INSTRUCTIONS FOR THE TASK :: Rewrite the listing starting at the line containing "keyboard in the image." and ending at the line containing "[0,0,1364,316]", with "blue denim shirt" changed to "denim jacket" and nothing else altered.

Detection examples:
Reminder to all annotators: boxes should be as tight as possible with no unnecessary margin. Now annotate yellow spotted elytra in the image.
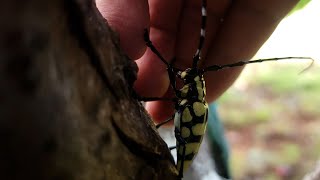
[140,0,313,178]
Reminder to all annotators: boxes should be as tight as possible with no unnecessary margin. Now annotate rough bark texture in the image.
[0,0,177,180]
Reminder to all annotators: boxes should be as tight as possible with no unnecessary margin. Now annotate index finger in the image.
[96,0,149,59]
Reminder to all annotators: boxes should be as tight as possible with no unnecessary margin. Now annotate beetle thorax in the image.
[180,68,206,101]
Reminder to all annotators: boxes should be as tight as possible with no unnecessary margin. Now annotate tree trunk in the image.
[0,0,177,180]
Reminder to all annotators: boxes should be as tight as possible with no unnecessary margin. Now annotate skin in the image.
[96,0,298,122]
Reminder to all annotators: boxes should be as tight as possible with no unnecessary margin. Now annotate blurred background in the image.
[217,0,320,180]
[159,0,320,180]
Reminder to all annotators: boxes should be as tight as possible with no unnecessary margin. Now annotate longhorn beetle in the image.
[144,0,313,178]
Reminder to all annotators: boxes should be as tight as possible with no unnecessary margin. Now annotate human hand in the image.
[96,0,298,121]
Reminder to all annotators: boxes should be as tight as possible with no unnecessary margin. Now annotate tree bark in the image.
[0,0,177,180]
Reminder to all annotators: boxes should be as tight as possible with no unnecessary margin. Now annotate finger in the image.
[176,0,231,69]
[135,0,181,97]
[205,0,295,101]
[96,0,149,59]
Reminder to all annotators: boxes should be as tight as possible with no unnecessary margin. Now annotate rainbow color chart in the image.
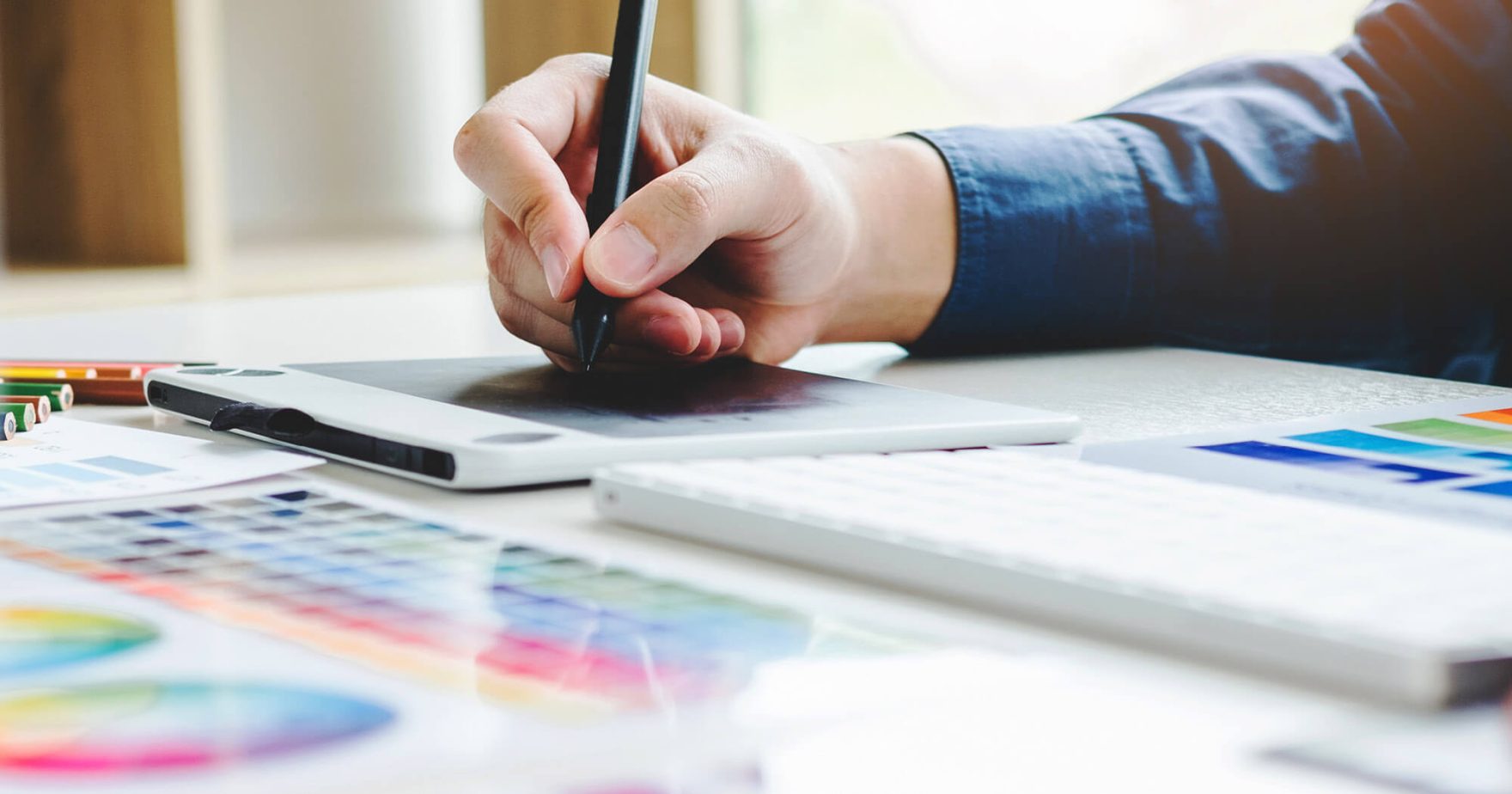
[1193,408,1512,499]
[1084,396,1512,526]
[0,605,157,674]
[0,486,905,720]
[0,682,394,776]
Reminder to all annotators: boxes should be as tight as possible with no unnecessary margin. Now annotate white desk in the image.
[0,283,1512,792]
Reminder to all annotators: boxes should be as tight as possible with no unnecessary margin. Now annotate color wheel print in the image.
[0,607,157,677]
[0,682,394,776]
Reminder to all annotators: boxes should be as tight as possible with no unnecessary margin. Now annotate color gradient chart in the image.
[0,486,909,720]
[0,682,394,778]
[0,605,157,674]
[0,418,320,510]
[1082,394,1512,529]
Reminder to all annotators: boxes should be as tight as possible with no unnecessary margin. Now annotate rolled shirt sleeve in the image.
[913,0,1512,382]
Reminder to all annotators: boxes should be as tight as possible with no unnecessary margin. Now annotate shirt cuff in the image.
[911,119,1154,356]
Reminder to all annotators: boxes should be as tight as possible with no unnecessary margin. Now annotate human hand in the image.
[455,56,954,369]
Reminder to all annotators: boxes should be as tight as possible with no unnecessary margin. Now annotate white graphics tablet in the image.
[147,357,1080,488]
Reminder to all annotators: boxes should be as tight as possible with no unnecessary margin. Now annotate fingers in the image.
[488,268,746,364]
[583,137,794,298]
[484,205,746,358]
[454,58,607,295]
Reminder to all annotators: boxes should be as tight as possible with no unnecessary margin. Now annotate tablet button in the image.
[475,432,561,443]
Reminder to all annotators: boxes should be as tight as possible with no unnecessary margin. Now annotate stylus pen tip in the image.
[573,312,614,372]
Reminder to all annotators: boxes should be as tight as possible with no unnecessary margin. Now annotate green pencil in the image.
[0,402,36,432]
[0,382,74,412]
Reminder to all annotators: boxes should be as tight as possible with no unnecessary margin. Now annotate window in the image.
[746,0,1364,141]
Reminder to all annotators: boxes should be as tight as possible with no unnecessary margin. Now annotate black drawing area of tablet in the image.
[289,358,1009,438]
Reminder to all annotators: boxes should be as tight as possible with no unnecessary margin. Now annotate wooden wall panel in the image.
[484,0,698,94]
[0,0,185,263]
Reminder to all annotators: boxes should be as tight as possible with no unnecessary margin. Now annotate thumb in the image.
[583,151,777,298]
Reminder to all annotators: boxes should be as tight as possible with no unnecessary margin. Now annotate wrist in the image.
[820,136,957,345]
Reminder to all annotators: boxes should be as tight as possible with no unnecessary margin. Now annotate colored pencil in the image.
[0,394,53,425]
[0,358,215,378]
[3,378,147,406]
[0,402,36,432]
[0,366,100,382]
[0,382,74,412]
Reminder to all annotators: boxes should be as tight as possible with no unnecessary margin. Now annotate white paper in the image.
[1271,706,1512,794]
[1082,396,1512,526]
[0,416,320,510]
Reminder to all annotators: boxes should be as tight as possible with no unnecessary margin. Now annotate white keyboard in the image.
[594,450,1512,706]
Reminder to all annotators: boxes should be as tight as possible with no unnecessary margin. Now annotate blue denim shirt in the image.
[915,0,1512,382]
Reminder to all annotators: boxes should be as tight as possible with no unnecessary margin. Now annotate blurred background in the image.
[0,0,1364,316]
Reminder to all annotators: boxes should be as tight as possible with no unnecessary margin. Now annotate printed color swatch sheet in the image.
[0,478,979,794]
[1084,398,1512,526]
[0,418,320,510]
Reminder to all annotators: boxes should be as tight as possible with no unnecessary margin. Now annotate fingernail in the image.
[537,245,567,301]
[646,315,696,356]
[718,315,741,352]
[597,223,656,287]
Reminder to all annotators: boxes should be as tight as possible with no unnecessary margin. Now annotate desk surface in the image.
[0,283,1506,792]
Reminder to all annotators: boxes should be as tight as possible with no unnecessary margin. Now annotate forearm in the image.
[894,0,1512,380]
[820,136,957,345]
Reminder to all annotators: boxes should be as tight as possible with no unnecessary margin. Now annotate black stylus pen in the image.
[571,0,656,372]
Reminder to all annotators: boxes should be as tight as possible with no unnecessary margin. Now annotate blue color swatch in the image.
[1291,430,1512,470]
[1194,442,1470,486]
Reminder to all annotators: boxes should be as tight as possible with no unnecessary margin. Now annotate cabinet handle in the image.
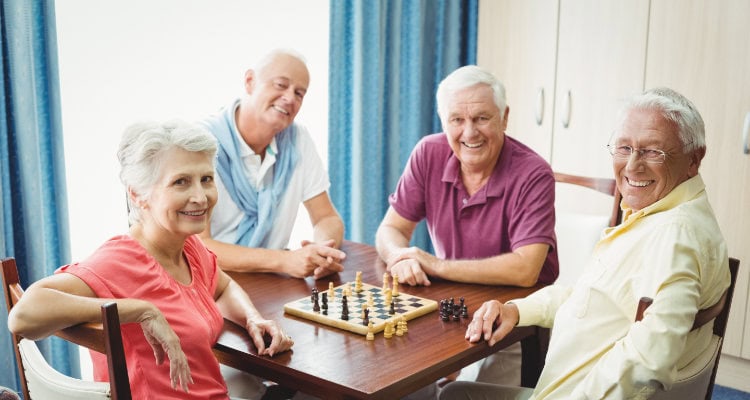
[562,90,571,129]
[534,87,544,126]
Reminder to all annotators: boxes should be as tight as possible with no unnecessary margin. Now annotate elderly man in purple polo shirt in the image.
[376,65,558,394]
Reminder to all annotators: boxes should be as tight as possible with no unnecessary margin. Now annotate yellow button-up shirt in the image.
[513,176,730,400]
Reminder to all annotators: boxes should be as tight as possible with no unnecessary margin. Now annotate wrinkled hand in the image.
[246,319,294,357]
[465,300,519,346]
[139,310,193,393]
[287,240,346,279]
[386,247,439,286]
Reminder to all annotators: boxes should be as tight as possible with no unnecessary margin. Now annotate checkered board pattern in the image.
[284,283,438,335]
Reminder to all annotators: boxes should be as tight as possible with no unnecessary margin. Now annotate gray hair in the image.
[253,48,307,73]
[435,65,507,118]
[117,120,217,224]
[618,87,706,153]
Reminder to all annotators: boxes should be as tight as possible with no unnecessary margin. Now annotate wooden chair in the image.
[635,257,740,400]
[2,258,131,400]
[555,172,622,285]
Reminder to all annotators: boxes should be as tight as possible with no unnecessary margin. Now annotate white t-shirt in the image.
[211,115,331,249]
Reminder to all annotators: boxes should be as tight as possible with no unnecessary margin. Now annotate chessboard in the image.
[284,283,438,335]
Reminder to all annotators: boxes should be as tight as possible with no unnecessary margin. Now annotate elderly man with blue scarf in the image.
[201,50,345,279]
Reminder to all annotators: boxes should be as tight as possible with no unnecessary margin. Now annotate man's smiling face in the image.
[612,109,700,211]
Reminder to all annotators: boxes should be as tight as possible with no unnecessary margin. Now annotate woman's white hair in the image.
[117,120,217,224]
[435,65,507,118]
[618,87,706,153]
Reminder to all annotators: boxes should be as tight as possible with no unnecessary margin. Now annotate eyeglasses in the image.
[607,144,667,164]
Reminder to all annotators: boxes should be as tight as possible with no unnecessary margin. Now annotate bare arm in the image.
[304,192,344,249]
[8,273,158,340]
[376,208,549,287]
[8,273,193,392]
[214,270,294,356]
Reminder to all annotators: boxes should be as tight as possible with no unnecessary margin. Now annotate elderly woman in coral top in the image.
[8,122,293,399]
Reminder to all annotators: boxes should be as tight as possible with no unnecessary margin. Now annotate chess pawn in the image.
[383,319,393,339]
[354,271,362,293]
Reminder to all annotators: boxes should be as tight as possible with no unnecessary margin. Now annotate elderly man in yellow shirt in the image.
[440,88,730,400]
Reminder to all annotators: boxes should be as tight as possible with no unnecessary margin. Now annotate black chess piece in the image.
[312,288,320,312]
[341,296,349,321]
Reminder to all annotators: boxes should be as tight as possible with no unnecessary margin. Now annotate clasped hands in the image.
[286,239,346,279]
[386,247,440,286]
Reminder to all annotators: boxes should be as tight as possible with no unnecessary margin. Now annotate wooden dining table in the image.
[214,241,549,399]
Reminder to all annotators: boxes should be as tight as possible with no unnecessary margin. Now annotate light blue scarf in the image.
[203,102,297,247]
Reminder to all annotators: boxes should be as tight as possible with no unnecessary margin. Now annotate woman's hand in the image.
[247,319,294,357]
[139,307,193,393]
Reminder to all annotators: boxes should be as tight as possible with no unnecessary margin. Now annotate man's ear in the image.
[688,147,706,177]
[245,69,256,94]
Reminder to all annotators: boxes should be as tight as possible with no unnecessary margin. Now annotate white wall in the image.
[55,0,329,260]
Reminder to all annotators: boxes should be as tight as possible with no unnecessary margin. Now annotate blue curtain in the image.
[328,0,478,247]
[0,0,80,390]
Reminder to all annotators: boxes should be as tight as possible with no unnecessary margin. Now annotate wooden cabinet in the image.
[646,0,750,359]
[477,0,649,215]
[478,0,750,390]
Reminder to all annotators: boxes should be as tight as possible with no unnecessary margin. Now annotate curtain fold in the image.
[328,0,478,250]
[0,0,75,390]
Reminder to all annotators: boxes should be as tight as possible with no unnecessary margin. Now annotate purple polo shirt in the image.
[388,133,558,283]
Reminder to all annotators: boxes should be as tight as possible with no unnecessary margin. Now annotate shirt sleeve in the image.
[508,162,556,250]
[509,285,571,328]
[388,139,429,222]
[572,223,721,399]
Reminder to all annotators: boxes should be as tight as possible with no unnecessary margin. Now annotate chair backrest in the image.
[635,257,740,400]
[555,172,622,284]
[2,258,131,400]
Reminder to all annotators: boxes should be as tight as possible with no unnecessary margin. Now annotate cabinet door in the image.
[552,0,648,178]
[646,0,750,359]
[477,0,558,161]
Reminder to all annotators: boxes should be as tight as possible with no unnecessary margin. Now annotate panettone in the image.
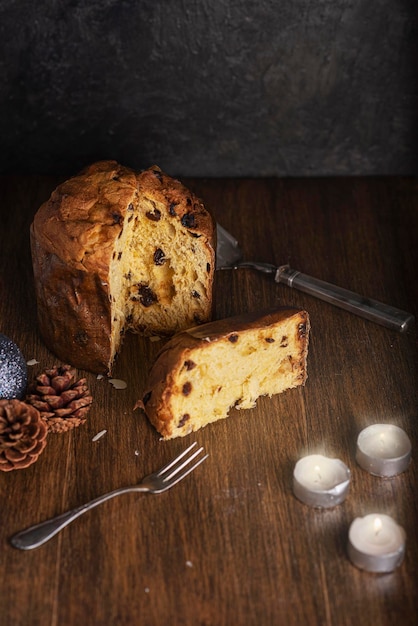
[136,308,310,439]
[31,161,216,373]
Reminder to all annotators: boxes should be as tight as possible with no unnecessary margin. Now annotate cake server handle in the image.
[274,265,414,332]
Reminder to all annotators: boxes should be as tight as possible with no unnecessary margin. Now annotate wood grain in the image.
[0,177,418,626]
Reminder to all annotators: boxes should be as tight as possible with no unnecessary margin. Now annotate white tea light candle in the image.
[348,513,406,573]
[293,454,350,508]
[356,424,411,477]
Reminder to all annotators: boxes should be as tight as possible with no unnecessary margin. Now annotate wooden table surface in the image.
[0,176,418,626]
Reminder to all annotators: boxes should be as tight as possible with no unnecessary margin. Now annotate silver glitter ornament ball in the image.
[0,333,28,400]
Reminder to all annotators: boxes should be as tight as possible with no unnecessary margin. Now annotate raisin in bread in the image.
[31,161,216,373]
[137,308,309,439]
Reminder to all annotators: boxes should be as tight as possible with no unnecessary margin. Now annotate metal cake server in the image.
[216,224,414,332]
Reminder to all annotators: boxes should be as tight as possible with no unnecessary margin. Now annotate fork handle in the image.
[10,486,148,550]
[275,265,414,332]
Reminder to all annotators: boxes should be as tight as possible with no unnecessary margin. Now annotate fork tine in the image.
[157,441,197,476]
[158,443,209,488]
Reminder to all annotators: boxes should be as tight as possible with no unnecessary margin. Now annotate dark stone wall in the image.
[0,0,418,177]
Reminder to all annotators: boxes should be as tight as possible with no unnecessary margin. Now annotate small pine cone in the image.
[26,365,93,433]
[0,399,48,472]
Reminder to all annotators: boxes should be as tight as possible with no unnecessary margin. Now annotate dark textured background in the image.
[0,0,418,176]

ANSWER TO THIS TASK ::
Reminder to all annotators: boxes should be as tight as possible with no unnecessary margin. Now annotate white keyboard in the image.
[594,450,1512,706]
Reminder to all annotators: boxes should be as tight as possible with no unnecessary margin. Now annotate denim jacket in the image.
[915,0,1512,382]
Reminder to all annotators: boxes should be as tight as possible with no unnecessary margin. Now annotate blurred background in the image.
[0,0,1364,316]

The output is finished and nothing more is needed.